----- EXCERPT TO READ -----

Gravitonic
Andrei Zmievski

31-July-2006
My name is not really Andrei

Ryan Kennedy commented on the presentation I gave at OSCON; specifically, about the transliteration support in PHP 6. I wanted to follow up and explain exactly what it is and, unfortunately, what it is not.

Ryan was excited about the possibilities presented by transliteration, especially as it applies to representing foreign names in reader's native script (think mail readers). This works really well for Japanese names:

echo str_transliterate("やまもと, のぼる""Any""Latin");

And the result is:

yamamoto, noboru

This is sweet, right? We get an approximate spelling of the foreign name and one could even attempt to pronounce it. But does it work for all script pairs?

echo str_transliterate("Tom Cruise""Latin""Cyrillic");

What do we get for this paragon of fame?

Том Цруисе

Hmm. If I had to reconstruct for you English speakers what that sounds like in Russian, it would be something close to TOM TSRU-EE-SEH. Probably not how he'd like to be known in Russia. What is the problem here?

The problem is that English orthography is defective. There is a disconnect between the orthography (spelling) of English and the phonemes (sounds) of the language. We've all seen this: each English letter may represent more than one sound (c can be [s] or [k]), and each English sound may be written by more than one letter ([f] can be f, or ph, or gh).

This plays havoc with transliteration which is a literal mapping from one system of writing to another. Transliteration is supposed to be lossless and thus, reversible. In order to achieve this the mapping rules must represent each letter (glyph) of the source script as a separate glyph or a unique combination of glyphs in the target script. Transliteration knows nothing about the underlying sounds of the language and works only with the written forms. You can see how this is problematic when you come to a language like English.

What you really want is transcription which maps the sounds of the source language to the script of the target language. This is fairly easy for an efficient language, one where the sounds have one-to-one mapping to glyphs, and becomes progressively more difficult for less efficient languages. With English, the transcription process has to rely on a dictionary providing exact phonetic transcription of pretty much every word.

Still, transliteration works fairly well for a good number of script pairs since it attempts to map the letters of the source script to similar sounding letters in the target one. The results mostly depend on how efficient the source language is (as with Russian->English). Transliteration rules can be customized, and if you're willing to live without the reversibility requirement, one can get fairly accurate representations. The str_transliterate() function in PHP 6 uses default built-in transliteration rules, but there will be a way to provide your own rules towards achieving this goal.

Hope this helps explain some of the issues concerning mapping one writing system to another. Until next time.

Posted at 11:14 | Permalink | PHP | Comments (8)
29-July-2006
Back from OSCON 2006

Just got back from OSCON which was again in Portland this year. The conference was excellent, as always and so were the events and extracurricular activities. The sheer variety of talks at OSCON is exciting and frustrating at the same time: exciting because I attended several talks that I would not get to hear at a more focused conference, and frustrating because of the time conflicts between these talks.

The slides from my own session on PHP 6 and Unicode are online now.

----- DATA LISTING -----

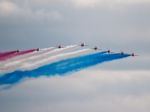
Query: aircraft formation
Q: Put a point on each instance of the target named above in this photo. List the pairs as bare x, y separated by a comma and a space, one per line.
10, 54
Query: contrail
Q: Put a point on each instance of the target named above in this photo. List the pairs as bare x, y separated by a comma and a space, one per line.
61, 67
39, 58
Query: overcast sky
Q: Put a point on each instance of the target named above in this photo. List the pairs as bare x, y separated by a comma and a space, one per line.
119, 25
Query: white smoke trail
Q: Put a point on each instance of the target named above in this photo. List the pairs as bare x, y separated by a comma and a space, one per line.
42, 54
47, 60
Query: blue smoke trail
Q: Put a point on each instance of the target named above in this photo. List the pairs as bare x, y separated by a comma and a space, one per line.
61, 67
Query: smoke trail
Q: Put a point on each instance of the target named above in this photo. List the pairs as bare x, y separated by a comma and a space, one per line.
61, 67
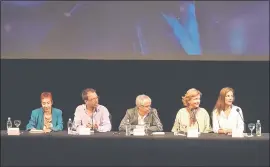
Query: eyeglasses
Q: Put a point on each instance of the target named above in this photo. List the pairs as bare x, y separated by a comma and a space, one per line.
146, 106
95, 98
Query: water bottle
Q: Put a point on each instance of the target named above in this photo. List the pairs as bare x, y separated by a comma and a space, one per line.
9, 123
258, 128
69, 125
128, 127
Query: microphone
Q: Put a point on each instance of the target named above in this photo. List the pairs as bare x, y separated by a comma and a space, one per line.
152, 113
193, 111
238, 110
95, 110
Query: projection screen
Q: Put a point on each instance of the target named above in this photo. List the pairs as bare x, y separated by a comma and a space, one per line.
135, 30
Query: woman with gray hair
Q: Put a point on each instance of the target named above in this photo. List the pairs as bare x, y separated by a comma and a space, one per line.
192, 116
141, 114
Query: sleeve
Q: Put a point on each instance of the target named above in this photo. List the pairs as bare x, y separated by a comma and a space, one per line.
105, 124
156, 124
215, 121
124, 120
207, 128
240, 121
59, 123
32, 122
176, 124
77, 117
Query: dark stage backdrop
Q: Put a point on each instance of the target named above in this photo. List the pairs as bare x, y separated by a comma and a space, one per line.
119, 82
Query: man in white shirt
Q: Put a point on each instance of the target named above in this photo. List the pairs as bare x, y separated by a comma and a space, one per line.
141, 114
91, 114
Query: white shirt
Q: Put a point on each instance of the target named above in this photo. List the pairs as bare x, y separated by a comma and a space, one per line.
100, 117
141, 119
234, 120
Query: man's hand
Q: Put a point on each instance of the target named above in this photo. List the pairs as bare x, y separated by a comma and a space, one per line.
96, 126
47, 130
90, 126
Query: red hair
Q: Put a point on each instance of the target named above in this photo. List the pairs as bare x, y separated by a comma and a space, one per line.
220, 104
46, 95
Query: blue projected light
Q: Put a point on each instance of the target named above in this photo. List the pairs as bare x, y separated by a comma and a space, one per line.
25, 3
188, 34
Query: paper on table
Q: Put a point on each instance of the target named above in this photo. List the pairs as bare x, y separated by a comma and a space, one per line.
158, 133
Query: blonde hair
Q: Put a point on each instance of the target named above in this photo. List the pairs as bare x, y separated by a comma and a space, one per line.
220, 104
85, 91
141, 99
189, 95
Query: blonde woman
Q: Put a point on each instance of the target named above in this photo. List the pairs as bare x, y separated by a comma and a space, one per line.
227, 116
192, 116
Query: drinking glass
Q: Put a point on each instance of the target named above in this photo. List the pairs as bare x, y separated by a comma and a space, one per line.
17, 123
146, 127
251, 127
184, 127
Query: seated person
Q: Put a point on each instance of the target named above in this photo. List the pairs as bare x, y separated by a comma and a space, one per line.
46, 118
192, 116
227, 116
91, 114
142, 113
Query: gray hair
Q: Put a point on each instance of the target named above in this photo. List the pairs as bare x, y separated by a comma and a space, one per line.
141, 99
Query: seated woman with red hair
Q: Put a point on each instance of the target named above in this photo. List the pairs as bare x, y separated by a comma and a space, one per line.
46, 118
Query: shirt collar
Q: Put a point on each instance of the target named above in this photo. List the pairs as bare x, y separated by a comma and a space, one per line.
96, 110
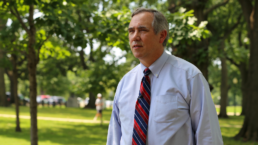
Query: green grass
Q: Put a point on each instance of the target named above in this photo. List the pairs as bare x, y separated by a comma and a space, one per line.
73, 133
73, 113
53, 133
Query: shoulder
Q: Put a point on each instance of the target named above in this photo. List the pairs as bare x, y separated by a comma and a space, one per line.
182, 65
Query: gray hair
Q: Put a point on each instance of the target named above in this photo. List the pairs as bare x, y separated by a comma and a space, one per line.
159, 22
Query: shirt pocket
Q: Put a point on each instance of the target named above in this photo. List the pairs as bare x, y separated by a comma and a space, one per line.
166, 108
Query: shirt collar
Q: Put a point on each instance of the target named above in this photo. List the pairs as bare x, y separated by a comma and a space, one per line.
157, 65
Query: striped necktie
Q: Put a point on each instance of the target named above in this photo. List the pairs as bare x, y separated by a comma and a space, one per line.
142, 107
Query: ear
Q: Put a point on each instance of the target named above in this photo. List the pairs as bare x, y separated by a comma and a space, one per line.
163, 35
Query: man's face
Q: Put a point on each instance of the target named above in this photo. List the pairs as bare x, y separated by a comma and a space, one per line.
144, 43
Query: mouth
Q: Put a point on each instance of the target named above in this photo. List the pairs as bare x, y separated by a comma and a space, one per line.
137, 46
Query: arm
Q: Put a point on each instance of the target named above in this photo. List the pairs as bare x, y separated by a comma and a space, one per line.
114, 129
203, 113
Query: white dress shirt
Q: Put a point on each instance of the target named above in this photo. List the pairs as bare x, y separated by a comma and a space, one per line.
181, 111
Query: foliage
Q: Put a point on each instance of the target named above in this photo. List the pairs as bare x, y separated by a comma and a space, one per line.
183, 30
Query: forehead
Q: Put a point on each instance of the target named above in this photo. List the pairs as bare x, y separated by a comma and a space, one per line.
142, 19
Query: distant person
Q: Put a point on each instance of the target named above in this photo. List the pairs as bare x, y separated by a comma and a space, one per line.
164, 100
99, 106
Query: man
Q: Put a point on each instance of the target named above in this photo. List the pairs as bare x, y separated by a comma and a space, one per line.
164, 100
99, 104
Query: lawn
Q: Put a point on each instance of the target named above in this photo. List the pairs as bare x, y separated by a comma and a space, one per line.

-----

__WORK TO COMPLETE__:
Write out the part of the blog post from "And the result" to "paragon of fame?", word for word. Rely only on the blog post for your answers.

__OUTPUT FOR THIS EXERCISE__:
And the result is:

yamamoto, noboru

This is sweet, right? We get an approximate spelling of the foreign name and one could even attempt to pronounce it. But does it work for all script pairs?

echo str_transliterate("Tom Cruise""Latin""Cyrillic");

What do we get for this paragon of fame?